[Sélection]

* * *

Le scénariste Antoine de Froberville pousse un coup de gueule dans le Huffington Post: les scénaristes écrivent pour gagner leur vie, pas pour passer des concours! En effet, de plus en plus de petites maisons de production tentent d'attirer le chaland en sous-traitant l'étape de l'écriture par le biais d'un concours.
Du coup, plus besoin de chercher ou d'engager un auteur: il suffit de laisser venir à soit les novices attirés par l'esprit de compétition. L'ironie, c'est que le prix pour l'heureux gagnant est dérisoire, en général bien en deçà du minimum syndical qu'un véritable scénariste est en droit d'exiger.
Ce qui pose un réel problème: si les scénaristes professionnels se font doubler par des petits jeunes sous-payés, ils meurent. Et les petits jeunes, vainqueurs du concours? Ils s'en viennent et s'en vont comme une denrée périssable. C'est la précarité pour tous.
Tout cela n'est pas nouveau.
D'ailleurs, si j'en parle, c'est uniquement parce que moi-même j'ai succombé à l'attrait des concours, il y a plusieurs années. Petit retour en arrière...
Nous sommes en 2003. J'ai 18 ans et je rêve de devenir scénariste. Mais en Belgique, à part deux écoles de cinéma (qui ne veulent pas de moi), les chemins pour y arriver semblent pour le moins sinueux. J'écrit donc "on spec" avec la naïveté et l'entrain du débutant.
Non seulement mon rythme d'écriture est très rapide (ne connaissant rien à la dramaturgie, je ne me pose aucune question) mais les premières critiques sont plutôt bonnes. J'étais à l'époque inscrit sur le site version-finale.fr (un site aujourd'hui disparu, et c'est dommage) où les visiteurs pouvaient critiquer librement tous mes scénarios. Ce n'étaient ni mes amis ni ma mère, et ils étaient pour la plupart élogieux, et à tout le moins, gentils. Je me croyais donc sur la bonne voie.

* * *

Une série d'enregistrements
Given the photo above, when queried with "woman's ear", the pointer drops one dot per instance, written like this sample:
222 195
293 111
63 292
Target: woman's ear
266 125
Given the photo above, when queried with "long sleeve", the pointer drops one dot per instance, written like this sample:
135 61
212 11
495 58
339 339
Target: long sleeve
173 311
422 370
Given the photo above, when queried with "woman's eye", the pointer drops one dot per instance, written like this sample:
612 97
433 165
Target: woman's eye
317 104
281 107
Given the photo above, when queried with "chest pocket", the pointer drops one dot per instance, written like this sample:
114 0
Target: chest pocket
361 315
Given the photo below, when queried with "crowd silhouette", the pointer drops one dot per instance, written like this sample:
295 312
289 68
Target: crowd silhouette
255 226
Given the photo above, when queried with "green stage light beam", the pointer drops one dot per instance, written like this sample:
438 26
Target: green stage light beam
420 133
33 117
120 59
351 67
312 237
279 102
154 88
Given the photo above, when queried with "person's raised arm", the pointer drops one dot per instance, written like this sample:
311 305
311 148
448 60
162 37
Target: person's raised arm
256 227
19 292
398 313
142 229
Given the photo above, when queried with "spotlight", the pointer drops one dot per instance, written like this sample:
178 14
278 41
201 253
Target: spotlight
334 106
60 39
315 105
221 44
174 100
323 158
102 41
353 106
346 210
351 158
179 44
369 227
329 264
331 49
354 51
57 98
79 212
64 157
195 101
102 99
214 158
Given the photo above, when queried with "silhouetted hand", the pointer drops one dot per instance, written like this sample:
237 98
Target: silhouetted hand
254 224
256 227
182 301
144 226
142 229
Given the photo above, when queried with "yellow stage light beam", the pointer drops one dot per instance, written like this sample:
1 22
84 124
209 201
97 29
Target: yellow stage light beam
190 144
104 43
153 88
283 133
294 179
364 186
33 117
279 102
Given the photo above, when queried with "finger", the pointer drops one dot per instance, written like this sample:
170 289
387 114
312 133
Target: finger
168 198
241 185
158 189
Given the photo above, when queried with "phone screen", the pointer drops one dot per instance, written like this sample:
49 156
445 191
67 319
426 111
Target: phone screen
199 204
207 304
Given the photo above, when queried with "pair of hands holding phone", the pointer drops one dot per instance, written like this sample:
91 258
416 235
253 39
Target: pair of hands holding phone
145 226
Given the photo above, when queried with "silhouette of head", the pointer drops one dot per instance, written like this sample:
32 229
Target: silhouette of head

* * *

[Défis]
1) Reproduisez fidèlement le passage du texte sur les concours de scénario qui va de « Non seulement mon » jusqu'à « la bonne voie. ».
2) Résumez, s'il vous plaît, le texte sur les concours de scénario en deux phrases.

[Solutions détaillées]
1)
Non seulement mon rythme d'écriture est très rapide (ne connaissant rien à la dramaturgie, je ne me pose aucune question) mais les premières critiques sont plutôt bonnes. J'étais à l'époque inscrit sur le site version-finale.fr (un site aujourd'hui disparu, et c'est dommage) où les visiteurs pouvaient critiquer librement tous mes scénarios. Ce n'étaient ni mes amis ni ma mère, et ils étaient pour la plupart élogieux, et à tout le moins, gentils. Je me croyais donc sur la bonne voie.

2) Dans le Huffington Post, le scénariste Antoine de Froberville dénonce les petites maisons de production qui sous-traitent l'écriture par des concours au prix dérisoire, ce qui menace les scénaristes professionnels et voue les jeunes lauréats à la précarité. La personne qui écrit le texte dit avoir elle-même succombé à l'attrait des concours il y a plusieurs années ; en 2003, à 18 ans, elle rêvait de devenir scénariste en Belgique et recevait des critiques plutôt élogieuses sur le site version-finale.fr.